Consegna: Riscrivi il brano sulla teoria dell'attaccamento cominciando da "Secondo la teoria" e terminando con "di attaccamento insicuro.", e metti "piccolo" al posto di "bambino".

+++ Brano fornito +++

Marco, invece, ha 35 anni, è un programmatore e usa sistemi di AI generativa per lavoro. Ne riconosce l’utilità, ma non ci si affeziona: nega ogni coinvolgimento emotivo e dice di “tenerli a distanza”, come fa con la maggior parte delle persone. Evita di personalizzare l’interazione, cancella la cronologia, non chiede mai nulla che riguardi se stesso. Eppure, nei momenti di stress, torna di nascosto a consultarli. Questo è un classico esempio di attaccamento evitante: distanza emotiva, sfiducia nella relazione, e insieme una silenziosa dipendenza funzionale.

La teoria dell’attaccamento

Questi due brevi ritratti mostrano come, proprio come nelle relazioni umane, il nostro rapporto con l’Intelligenza Artificiale può seguire dinamiche inconsce che rispecchiano i modelli dell’attaccamento.

Secondo la teoria dell’attaccamento elaborata da John Bowlby, le esperienze precoci con chi si prende cura di noi — genitori, caregiver, figure affettive — modellano il nostro modo di stare in relazione. Se il bambino percepisce che l’altro è presente, disponibile e prevedibile, svilupperà un attaccamento sicuro: potrà esplorare il mondo con fiducia, sapendo che, in caso di bisogno, ci sarà qualcuno pronto ad accoglierlo. Al contrario, esperienze di trascuratezza, incoerenza o intrusività daranno origine a forme di attaccamento insicuro.

+++ Materiale fornito +++

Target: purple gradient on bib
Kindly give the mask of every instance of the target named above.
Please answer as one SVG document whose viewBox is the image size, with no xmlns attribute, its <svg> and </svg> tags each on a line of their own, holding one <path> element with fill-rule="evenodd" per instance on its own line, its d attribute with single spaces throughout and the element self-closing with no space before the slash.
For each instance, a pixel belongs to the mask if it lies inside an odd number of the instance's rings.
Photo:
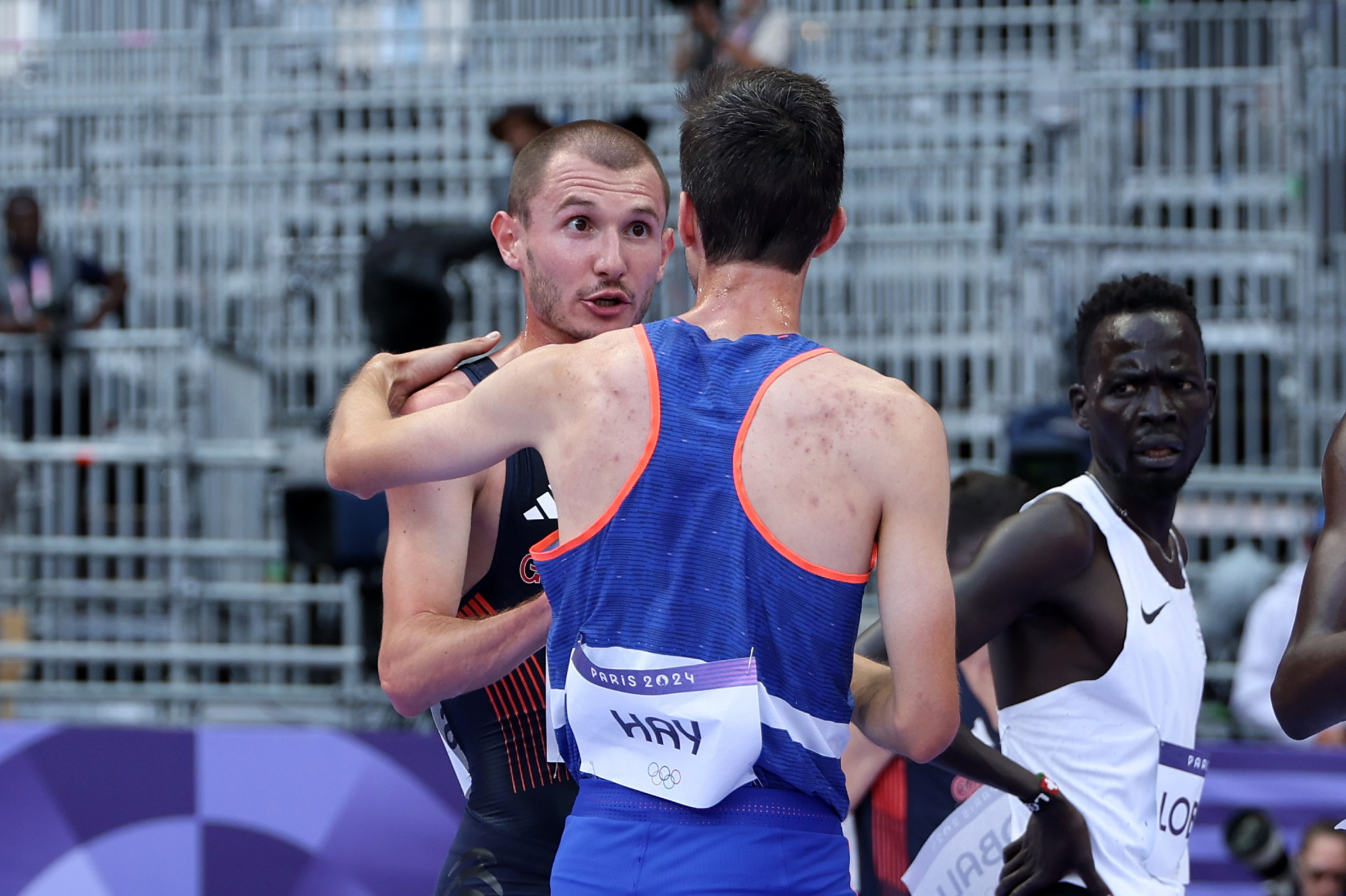
<svg viewBox="0 0 1346 896">
<path fill-rule="evenodd" d="M 756 684 L 756 658 L 716 660 L 695 666 L 673 666 L 669 669 L 604 669 L 596 666 L 584 653 L 575 647 L 571 654 L 575 670 L 590 684 L 608 690 L 639 695 L 690 693 L 693 690 L 715 690 L 717 688 L 742 688 Z"/>
<path fill-rule="evenodd" d="M 1206 776 L 1206 767 L 1210 764 L 1210 754 L 1205 750 L 1179 747 L 1166 740 L 1159 742 L 1159 764 L 1186 771 L 1189 775 Z"/>
</svg>

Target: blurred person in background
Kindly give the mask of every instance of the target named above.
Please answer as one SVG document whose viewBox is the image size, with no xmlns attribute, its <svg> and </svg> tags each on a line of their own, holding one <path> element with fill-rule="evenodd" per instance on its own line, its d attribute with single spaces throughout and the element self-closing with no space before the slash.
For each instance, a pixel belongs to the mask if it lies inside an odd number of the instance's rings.
<svg viewBox="0 0 1346 896">
<path fill-rule="evenodd" d="M 987 535 L 1032 498 L 1027 482 L 1012 476 L 969 472 L 953 481 L 949 493 L 949 572 L 957 576 L 972 564 Z M 856 641 L 856 653 L 887 662 L 883 629 L 870 626 Z M 958 664 L 962 724 L 996 746 L 996 692 L 991 654 L 981 647 Z M 902 875 L 925 841 L 949 814 L 981 785 L 934 764 L 895 756 L 851 725 L 851 743 L 841 755 L 851 809 L 856 813 L 860 845 L 860 892 L 900 896 Z"/>
<path fill-rule="evenodd" d="M 1304 829 L 1295 858 L 1299 896 L 1346 896 L 1346 832 L 1324 818 Z"/>
<path fill-rule="evenodd" d="M 70 329 L 92 329 L 113 312 L 120 312 L 127 298 L 127 277 L 120 270 L 106 270 L 94 258 L 81 258 L 69 251 L 54 251 L 42 238 L 42 208 L 32 193 L 19 191 L 4 207 L 5 292 L 0 296 L 0 332 L 47 333 L 59 349 L 59 340 Z M 75 283 L 104 287 L 104 298 L 94 313 L 75 324 Z"/>
<path fill-rule="evenodd" d="M 719 0 L 686 4 L 688 30 L 674 59 L 678 75 L 704 71 L 713 63 L 760 69 L 790 62 L 790 13 L 767 0 L 740 0 L 732 23 L 723 19 Z"/>
<path fill-rule="evenodd" d="M 509 146 L 518 159 L 524 146 L 533 142 L 533 138 L 551 129 L 552 122 L 542 117 L 537 106 L 520 103 L 505 106 L 490 124 L 491 137 Z"/>
<path fill-rule="evenodd" d="M 1271 701 L 1296 740 L 1346 720 L 1346 418 L 1323 457 L 1323 531 L 1308 557 Z"/>
<path fill-rule="evenodd" d="M 1276 721 L 1276 711 L 1271 705 L 1271 684 L 1276 678 L 1276 666 L 1280 665 L 1280 658 L 1289 645 L 1299 591 L 1308 571 L 1308 556 L 1323 531 L 1323 510 L 1319 509 L 1314 517 L 1312 531 L 1302 539 L 1300 556 L 1263 591 L 1244 622 L 1229 708 L 1245 735 L 1295 743 Z M 1314 743 L 1343 744 L 1346 735 L 1341 725 L 1334 725 L 1314 737 Z"/>
<path fill-rule="evenodd" d="M 638 324 L 673 251 L 668 204 L 658 160 L 629 130 L 545 130 L 516 159 L 491 222 L 522 281 L 524 332 L 402 411 L 458 400 L 534 348 Z M 544 895 L 576 786 L 544 748 L 552 614 L 528 555 L 556 531 L 542 458 L 525 449 L 476 476 L 390 489 L 388 509 L 380 680 L 402 715 L 431 709 L 471 782 L 436 893 Z"/>
</svg>

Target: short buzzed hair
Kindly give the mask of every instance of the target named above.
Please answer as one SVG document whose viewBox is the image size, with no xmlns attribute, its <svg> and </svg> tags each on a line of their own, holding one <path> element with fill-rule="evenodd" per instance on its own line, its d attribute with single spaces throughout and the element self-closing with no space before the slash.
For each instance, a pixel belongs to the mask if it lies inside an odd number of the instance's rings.
<svg viewBox="0 0 1346 896">
<path fill-rule="evenodd" d="M 1019 477 L 968 470 L 949 486 L 948 549 L 991 532 L 1031 500 L 1032 486 Z"/>
<path fill-rule="evenodd" d="M 30 206 L 34 207 L 34 210 L 40 211 L 40 207 L 38 206 L 38 197 L 36 197 L 36 195 L 34 195 L 34 192 L 30 188 L 20 187 L 19 189 L 15 189 L 13 192 L 11 192 L 9 196 L 5 199 L 5 203 L 4 203 L 4 216 L 8 218 L 9 216 L 9 211 L 15 206 L 17 206 L 20 203 L 28 203 Z"/>
<path fill-rule="evenodd" d="M 669 179 L 658 156 L 643 140 L 626 128 L 606 121 L 572 121 L 534 137 L 514 160 L 509 177 L 509 207 L 514 218 L 528 226 L 529 203 L 537 196 L 552 160 L 561 152 L 575 152 L 608 171 L 629 171 L 646 164 L 654 168 L 664 187 L 664 212 L 669 207 Z"/>
<path fill-rule="evenodd" d="M 1098 324 L 1113 314 L 1140 312 L 1178 312 L 1197 328 L 1201 340 L 1201 321 L 1197 320 L 1197 302 L 1178 283 L 1155 274 L 1136 274 L 1102 283 L 1094 290 L 1075 314 L 1075 364 L 1079 376 L 1085 375 L 1085 359 L 1089 356 L 1089 340 Z M 1205 345 L 1202 345 L 1205 351 Z"/>
</svg>

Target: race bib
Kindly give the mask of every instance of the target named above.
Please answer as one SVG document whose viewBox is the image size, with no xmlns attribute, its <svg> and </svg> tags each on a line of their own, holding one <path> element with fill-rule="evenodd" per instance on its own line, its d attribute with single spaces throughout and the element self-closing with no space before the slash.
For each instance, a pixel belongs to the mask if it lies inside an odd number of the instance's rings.
<svg viewBox="0 0 1346 896">
<path fill-rule="evenodd" d="M 565 719 L 580 771 L 708 809 L 756 779 L 762 752 L 756 660 L 606 669 L 571 652 Z"/>
<path fill-rule="evenodd" d="M 911 896 L 995 896 L 1004 848 L 1015 840 L 1014 797 L 981 787 L 944 819 L 902 883 Z"/>
<path fill-rule="evenodd" d="M 1206 786 L 1210 754 L 1159 742 L 1159 770 L 1155 776 L 1155 845 L 1145 858 L 1145 869 L 1164 881 L 1178 884 L 1187 838 L 1201 806 L 1201 789 Z"/>
</svg>

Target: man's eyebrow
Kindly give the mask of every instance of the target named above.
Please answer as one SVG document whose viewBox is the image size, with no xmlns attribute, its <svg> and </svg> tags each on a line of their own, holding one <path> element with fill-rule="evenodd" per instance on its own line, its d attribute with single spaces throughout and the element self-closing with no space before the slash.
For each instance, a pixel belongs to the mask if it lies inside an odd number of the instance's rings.
<svg viewBox="0 0 1346 896">
<path fill-rule="evenodd" d="M 557 208 L 569 208 L 571 206 L 579 206 L 581 208 L 594 208 L 595 206 L 598 206 L 598 203 L 594 201 L 592 199 L 584 199 L 583 196 L 576 196 L 571 193 L 569 196 L 561 200 L 561 204 L 557 206 Z"/>
</svg>

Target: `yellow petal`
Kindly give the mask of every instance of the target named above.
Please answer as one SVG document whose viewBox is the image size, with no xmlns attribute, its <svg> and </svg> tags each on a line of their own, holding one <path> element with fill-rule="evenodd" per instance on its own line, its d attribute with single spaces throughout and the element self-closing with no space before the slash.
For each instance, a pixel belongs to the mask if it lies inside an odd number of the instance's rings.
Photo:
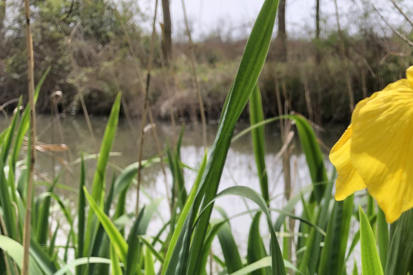
<svg viewBox="0 0 413 275">
<path fill-rule="evenodd" d="M 330 161 L 334 164 L 338 173 L 335 192 L 337 201 L 342 201 L 354 192 L 366 188 L 361 177 L 350 160 L 352 133 L 352 126 L 350 125 L 330 152 Z"/>
<path fill-rule="evenodd" d="M 351 163 L 389 223 L 413 207 L 411 72 L 359 102 L 352 117 Z"/>
</svg>

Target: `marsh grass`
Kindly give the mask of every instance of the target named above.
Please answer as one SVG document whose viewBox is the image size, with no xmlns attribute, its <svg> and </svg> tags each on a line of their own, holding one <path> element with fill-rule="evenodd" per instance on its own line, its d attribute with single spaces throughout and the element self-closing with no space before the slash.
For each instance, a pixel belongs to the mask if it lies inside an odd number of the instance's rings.
<svg viewBox="0 0 413 275">
<path fill-rule="evenodd" d="M 400 274 L 394 272 L 411 269 L 409 262 L 396 265 L 394 262 L 398 260 L 392 258 L 395 252 L 401 251 L 400 248 L 406 242 L 403 238 L 407 237 L 402 233 L 403 228 L 410 226 L 408 223 L 412 219 L 408 215 L 411 213 L 403 214 L 398 223 L 401 226 L 393 228 L 390 241 L 388 225 L 371 198 L 367 197 L 363 204 L 367 215 L 361 210 L 354 209 L 354 196 L 343 201 L 333 199 L 335 171 L 328 175 L 317 135 L 306 119 L 300 115 L 280 113 L 278 117 L 264 120 L 257 80 L 270 46 L 277 5 L 277 1 L 273 0 L 264 3 L 226 97 L 215 142 L 196 168 L 197 177 L 189 190 L 185 187 L 185 164 L 180 158 L 183 131 L 176 144 L 167 150 L 165 160 L 158 150 L 160 157 L 140 159 L 119 175 L 107 177 L 108 157 L 121 108 L 121 96 L 118 94 L 107 121 L 90 186 L 86 183 L 88 168 L 85 160 L 92 157 L 82 155 L 80 158 L 77 212 L 74 214 L 72 206 L 55 192 L 59 175 L 45 192 L 32 199 L 27 187 L 32 179 L 34 166 L 30 160 L 36 148 L 34 145 L 35 137 L 32 136 L 30 145 L 32 153 L 22 161 L 19 161 L 18 157 L 29 126 L 32 125 L 33 129 L 30 111 L 34 110 L 34 102 L 46 72 L 31 98 L 30 106 L 26 107 L 21 116 L 18 108 L 9 127 L 0 133 L 0 274 L 17 275 L 27 268 L 30 274 L 36 275 L 206 274 L 208 271 L 213 273 L 215 270 L 220 274 L 236 275 L 286 274 L 287 270 L 299 274 L 341 275 L 346 272 L 350 256 L 359 241 L 363 274 L 380 274 L 383 270 L 390 274 Z M 148 73 L 148 79 L 149 76 Z M 147 86 L 147 96 L 148 91 Z M 279 94 L 279 98 L 282 105 Z M 233 137 L 235 124 L 248 102 L 251 126 Z M 285 206 L 273 209 L 273 199 L 268 192 L 266 172 L 271 167 L 265 163 L 264 131 L 266 124 L 279 120 L 284 125 L 293 122 L 310 178 L 309 184 L 293 195 L 290 186 L 286 186 Z M 289 126 L 282 131 L 284 148 L 280 154 L 288 151 L 291 139 Z M 231 142 L 250 133 L 260 191 L 247 186 L 232 186 L 218 193 Z M 166 187 L 171 191 L 170 197 L 166 198 L 170 205 L 170 217 L 157 232 L 153 232 L 150 229 L 151 222 L 158 214 L 160 201 L 152 199 L 141 209 L 134 211 L 127 208 L 126 197 L 136 188 L 135 184 L 138 184 L 135 179 L 141 169 L 153 162 L 164 161 L 172 175 L 171 185 Z M 229 195 L 252 201 L 257 208 L 246 211 L 253 219 L 246 225 L 249 234 L 245 258 L 241 256 L 244 253 L 238 248 L 231 227 L 233 217 L 229 217 L 224 209 L 214 207 L 216 200 Z M 32 202 L 32 217 L 35 219 L 28 222 L 25 212 L 30 211 Z M 52 226 L 52 205 L 59 208 L 69 227 L 63 240 L 63 245 L 57 245 L 57 235 L 62 230 L 62 225 L 57 223 Z M 302 209 L 302 212 L 296 214 L 297 208 Z M 211 219 L 213 211 L 217 211 L 221 217 L 218 221 Z M 267 221 L 264 228 L 260 222 L 262 217 Z M 291 223 L 287 218 L 294 220 L 295 226 L 289 227 Z M 350 236 L 350 226 L 358 220 L 360 230 Z M 28 226 L 32 226 L 29 239 Z M 262 235 L 263 230 L 268 234 Z M 26 237 L 23 239 L 30 241 L 29 253 L 27 243 L 23 244 L 22 241 L 23 232 Z M 281 238 L 277 237 L 281 233 L 284 233 L 282 250 L 279 243 Z M 212 243 L 216 239 L 222 254 L 211 254 Z M 409 248 L 403 249 L 410 253 Z M 74 255 L 73 260 L 70 261 L 70 254 Z M 291 256 L 293 254 L 294 256 Z M 370 262 L 370 266 L 366 264 L 369 263 L 369 255 L 374 256 L 374 262 Z M 211 266 L 208 265 L 209 258 L 210 262 L 213 261 L 214 270 L 211 267 L 209 270 Z M 403 270 L 403 266 L 406 269 Z M 357 270 L 356 265 L 353 273 Z"/>
</svg>

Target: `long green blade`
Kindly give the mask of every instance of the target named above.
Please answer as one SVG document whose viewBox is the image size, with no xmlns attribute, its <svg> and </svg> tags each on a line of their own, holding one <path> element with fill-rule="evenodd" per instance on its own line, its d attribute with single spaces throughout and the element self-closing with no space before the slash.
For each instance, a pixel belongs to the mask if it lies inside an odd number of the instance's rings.
<svg viewBox="0 0 413 275">
<path fill-rule="evenodd" d="M 361 206 L 360 215 L 360 243 L 361 245 L 361 272 L 363 275 L 382 275 L 383 269 L 376 246 L 376 239 L 367 215 Z"/>
</svg>

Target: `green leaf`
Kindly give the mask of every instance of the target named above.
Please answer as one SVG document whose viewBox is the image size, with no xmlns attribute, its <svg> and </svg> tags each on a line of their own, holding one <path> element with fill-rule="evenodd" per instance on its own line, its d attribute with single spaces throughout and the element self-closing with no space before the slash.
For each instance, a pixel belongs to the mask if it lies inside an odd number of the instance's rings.
<svg viewBox="0 0 413 275">
<path fill-rule="evenodd" d="M 120 234 L 116 227 L 112 222 L 110 219 L 105 214 L 103 210 L 99 208 L 96 202 L 93 199 L 92 196 L 89 195 L 89 192 L 86 190 L 85 187 L 83 187 L 85 192 L 85 196 L 89 204 L 90 205 L 91 210 L 94 212 L 98 219 L 103 226 L 106 234 L 109 236 L 112 244 L 114 245 L 115 250 L 122 263 L 126 263 L 126 256 L 127 254 L 127 243 L 123 236 Z"/>
<path fill-rule="evenodd" d="M 368 218 L 359 207 L 360 215 L 360 243 L 361 245 L 361 272 L 363 275 L 381 275 L 383 269 L 380 263 L 380 257 L 376 246 L 376 240 Z M 391 273 L 399 274 L 402 273 Z"/>
<path fill-rule="evenodd" d="M 63 266 L 60 270 L 57 271 L 57 272 L 54 273 L 53 275 L 65 275 L 66 272 L 70 272 L 74 267 L 77 267 L 80 265 L 87 265 L 89 263 L 107 263 L 109 265 L 111 263 L 111 261 L 109 258 L 100 258 L 100 257 L 89 257 L 89 258 L 79 258 L 74 259 L 70 263 L 66 264 L 66 265 Z M 37 273 L 33 273 L 34 274 L 37 274 Z"/>
<path fill-rule="evenodd" d="M 286 267 L 290 269 L 291 270 L 294 271 L 295 272 L 297 272 L 299 274 L 304 275 L 304 273 L 302 273 L 299 270 L 298 270 L 294 266 L 294 265 L 293 265 L 291 263 L 288 262 L 288 261 L 284 260 L 284 264 L 286 266 Z M 257 261 L 255 263 L 248 265 L 245 267 L 237 271 L 236 272 L 232 273 L 231 275 L 246 275 L 246 274 L 249 274 L 250 273 L 251 273 L 255 270 L 260 270 L 262 268 L 264 268 L 264 267 L 271 267 L 271 256 L 268 256 L 267 257 L 262 258 L 261 260 Z"/>
<path fill-rule="evenodd" d="M 103 202 L 105 195 L 105 175 L 106 173 L 106 165 L 109 159 L 109 153 L 115 138 L 116 127 L 118 126 L 118 119 L 119 117 L 119 110 L 120 109 L 120 94 L 118 95 L 114 102 L 110 116 L 105 130 L 105 135 L 100 146 L 100 152 L 96 170 L 95 171 L 93 184 L 92 186 L 92 198 L 96 201 L 98 206 L 100 206 Z M 86 239 L 84 244 L 83 255 L 89 255 L 91 253 L 91 243 L 94 241 L 95 234 L 98 230 L 96 219 L 94 219 L 93 211 L 89 210 L 87 213 L 87 221 L 86 226 Z"/>
<path fill-rule="evenodd" d="M 0 235 L 0 248 L 21 268 L 23 250 L 20 243 L 8 236 Z M 29 258 L 29 272 L 30 274 L 43 274 L 32 255 Z"/>
<path fill-rule="evenodd" d="M 131 228 L 127 237 L 127 254 L 126 258 L 126 275 L 134 275 L 138 270 L 139 257 L 140 256 L 141 245 L 138 238 L 138 228 L 145 213 L 145 207 L 142 208 L 138 217 Z"/>
<path fill-rule="evenodd" d="M 248 237 L 248 248 L 246 259 L 248 264 L 252 264 L 267 256 L 264 242 L 260 232 L 260 218 L 261 212 L 257 212 L 251 223 L 250 232 Z M 265 269 L 260 269 L 251 272 L 251 275 L 266 275 Z"/>
<path fill-rule="evenodd" d="M 244 197 L 245 198 L 251 199 L 251 201 L 254 201 L 262 210 L 267 219 L 267 221 L 268 221 L 270 233 L 271 234 L 271 266 L 273 270 L 273 274 L 285 274 L 286 270 L 284 265 L 284 259 L 282 258 L 282 254 L 281 253 L 281 250 L 279 249 L 279 245 L 278 244 L 275 230 L 274 230 L 274 227 L 271 223 L 271 217 L 270 214 L 270 210 L 268 206 L 266 206 L 266 203 L 264 200 L 262 196 L 260 195 L 257 191 L 246 186 L 233 186 L 224 189 L 219 194 L 218 194 L 210 201 L 210 204 L 212 204 L 216 199 L 221 197 L 227 196 L 230 195 Z M 202 210 L 200 213 L 198 217 L 199 219 L 202 219 L 202 217 L 203 214 L 204 214 L 204 211 L 208 208 L 208 206 L 209 205 L 206 205 L 205 208 L 202 209 Z"/>
<path fill-rule="evenodd" d="M 238 252 L 238 247 L 232 234 L 229 223 L 224 223 L 218 230 L 218 239 L 225 259 L 226 270 L 229 273 L 234 272 L 242 267 L 241 257 Z"/>
<path fill-rule="evenodd" d="M 202 162 L 200 166 L 200 168 L 198 170 L 198 173 L 196 179 L 195 179 L 195 183 L 193 184 L 193 186 L 192 187 L 192 190 L 191 190 L 191 193 L 187 199 L 187 202 L 185 203 L 185 206 L 184 206 L 184 209 L 181 212 L 180 216 L 176 223 L 176 226 L 175 227 L 175 231 L 173 231 L 173 234 L 172 234 L 172 237 L 171 238 L 171 243 L 169 246 L 168 247 L 168 251 L 167 252 L 167 255 L 165 256 L 165 261 L 163 265 L 163 268 L 162 270 L 162 275 L 164 275 L 167 272 L 167 269 L 168 267 L 175 266 L 177 263 L 178 258 L 179 255 L 175 255 L 175 258 L 173 259 L 172 263 L 171 264 L 169 262 L 171 261 L 172 254 L 174 250 L 175 247 L 177 245 L 177 243 L 179 239 L 180 234 L 181 232 L 182 232 L 182 228 L 184 228 L 184 225 L 185 223 L 187 217 L 189 213 L 190 209 L 192 207 L 192 204 L 193 204 L 193 201 L 195 200 L 195 197 L 196 192 L 198 189 L 198 186 L 201 182 L 201 177 L 204 174 L 204 171 L 205 170 L 205 166 L 206 165 L 206 151 L 205 151 L 205 153 L 204 154 L 204 158 L 202 159 Z"/>
<path fill-rule="evenodd" d="M 249 100 L 250 123 L 254 125 L 264 121 L 264 111 L 262 110 L 262 102 L 261 100 L 261 92 L 258 85 L 256 85 Z M 268 196 L 268 179 L 265 165 L 265 132 L 264 126 L 255 128 L 251 130 L 251 138 L 253 148 L 257 164 L 257 172 L 260 185 L 261 186 L 261 194 L 267 204 L 269 204 Z"/>
<path fill-rule="evenodd" d="M 389 249 L 389 225 L 385 221 L 384 212 L 380 208 L 377 212 L 377 241 L 380 261 L 383 270 L 385 270 L 385 261 Z"/>
<path fill-rule="evenodd" d="M 209 225 L 213 206 L 209 203 L 218 189 L 235 124 L 248 102 L 264 65 L 271 41 L 277 8 L 278 1 L 266 0 L 253 28 L 238 72 L 224 103 L 217 135 L 199 190 L 189 212 L 189 216 L 185 220 L 184 226 L 180 233 L 180 243 L 177 242 L 173 248 L 171 258 L 174 262 L 169 263 L 168 265 L 166 274 L 169 275 L 183 273 L 193 274 L 198 270 L 198 265 L 202 263 L 204 238 Z M 202 208 L 207 205 L 209 206 L 198 223 L 193 236 L 192 224 L 201 203 Z M 171 264 L 173 265 L 170 266 Z M 281 265 L 279 267 L 274 266 L 273 268 L 281 268 L 280 267 Z"/>
<path fill-rule="evenodd" d="M 110 262 L 112 275 L 122 275 L 122 268 L 120 268 L 119 258 L 113 245 L 110 246 Z"/>
<path fill-rule="evenodd" d="M 155 266 L 153 265 L 153 259 L 152 258 L 152 253 L 151 250 L 145 250 L 145 274 L 147 275 L 156 275 Z"/>
<path fill-rule="evenodd" d="M 390 226 L 386 274 L 413 274 L 413 210 L 403 213 Z"/>
</svg>

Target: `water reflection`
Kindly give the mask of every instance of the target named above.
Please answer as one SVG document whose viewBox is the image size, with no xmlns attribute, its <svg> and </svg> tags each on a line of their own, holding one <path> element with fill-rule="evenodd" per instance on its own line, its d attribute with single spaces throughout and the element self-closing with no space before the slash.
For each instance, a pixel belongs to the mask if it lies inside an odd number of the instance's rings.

+++

Risposta alla consegna:
Secondo la teoria dell’attaccamento elaborata da John Bowlby, le esperienze precoci con chi si prende cura di noi — genitori, caregiver, figure affettive — modellano il nostro modo di stare in relazione. Se il piccolo percepisce che l’altro è presente, disponibile e prevedibile, svilupperà un attaccamento sicuro: potrà esplorare il mondo con fiducia, sapendo che, in caso di bisogno, ci sarà qualcuno pronto ad accoglierlo. Al contrario, esperienze di trascuratezza, incoerenza o intrusività daranno origine a forme di attaccamento insicuro.